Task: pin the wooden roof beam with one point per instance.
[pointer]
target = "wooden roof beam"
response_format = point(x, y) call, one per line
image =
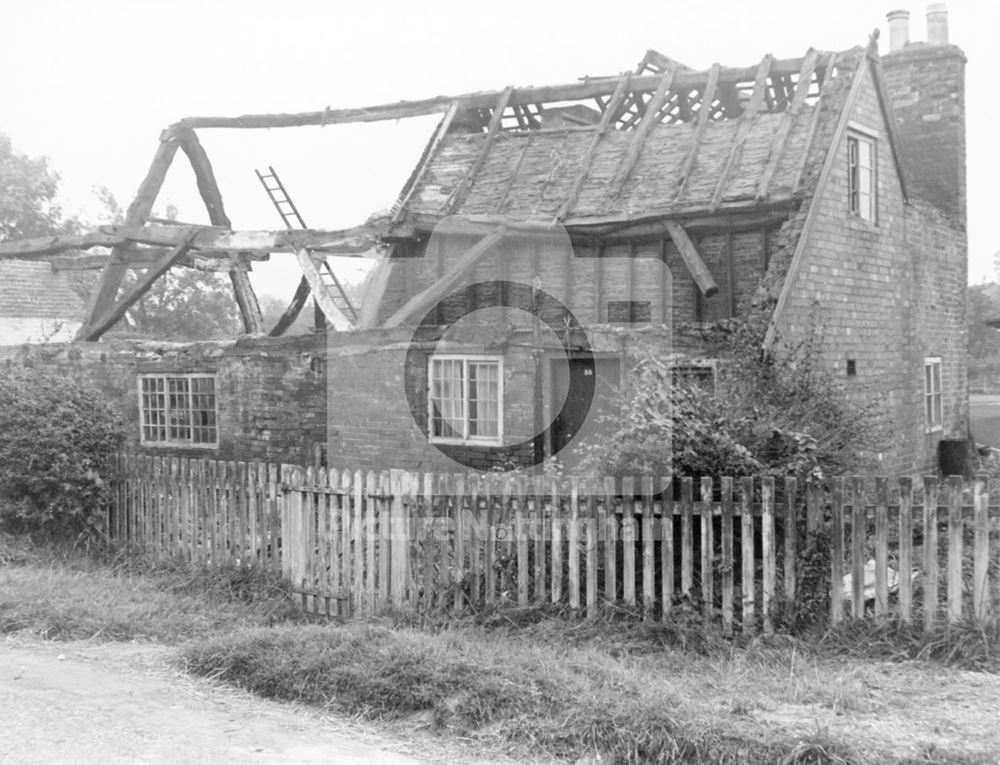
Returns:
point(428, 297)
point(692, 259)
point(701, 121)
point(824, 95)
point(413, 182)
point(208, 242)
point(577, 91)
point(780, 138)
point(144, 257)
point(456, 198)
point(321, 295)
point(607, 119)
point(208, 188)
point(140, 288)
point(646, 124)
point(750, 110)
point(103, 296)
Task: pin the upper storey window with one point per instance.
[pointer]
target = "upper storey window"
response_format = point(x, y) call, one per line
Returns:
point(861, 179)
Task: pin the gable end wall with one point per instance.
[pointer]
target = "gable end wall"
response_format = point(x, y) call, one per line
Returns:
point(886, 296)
· · · ·
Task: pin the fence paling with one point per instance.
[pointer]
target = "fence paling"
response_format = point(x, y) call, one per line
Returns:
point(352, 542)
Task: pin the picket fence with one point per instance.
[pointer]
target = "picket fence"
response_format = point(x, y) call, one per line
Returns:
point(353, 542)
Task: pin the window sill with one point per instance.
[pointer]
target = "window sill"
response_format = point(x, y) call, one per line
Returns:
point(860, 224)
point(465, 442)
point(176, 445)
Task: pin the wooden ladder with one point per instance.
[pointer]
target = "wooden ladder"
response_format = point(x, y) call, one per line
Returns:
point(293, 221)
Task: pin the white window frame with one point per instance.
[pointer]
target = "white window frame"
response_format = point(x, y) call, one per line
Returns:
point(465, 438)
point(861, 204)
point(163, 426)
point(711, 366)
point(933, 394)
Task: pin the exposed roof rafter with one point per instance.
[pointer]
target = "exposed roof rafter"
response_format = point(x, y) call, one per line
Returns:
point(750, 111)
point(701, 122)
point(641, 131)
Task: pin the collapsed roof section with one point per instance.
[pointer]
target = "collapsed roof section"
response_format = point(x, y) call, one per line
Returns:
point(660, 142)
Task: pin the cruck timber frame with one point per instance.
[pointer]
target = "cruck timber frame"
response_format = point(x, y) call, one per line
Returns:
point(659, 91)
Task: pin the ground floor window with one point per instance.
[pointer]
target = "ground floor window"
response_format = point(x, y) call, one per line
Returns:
· · · ·
_What is expected_: Copy out again, unchanged, the lines starting with the one containing "Task: pin the gable" and going on through the one containing "point(886, 296)".

_Complete answer_:
Task: pin the gable end wall with one point per instance.
[pointer]
target = "gable end wall"
response_format = point(x, y) call, one per line
Returns:
point(886, 296)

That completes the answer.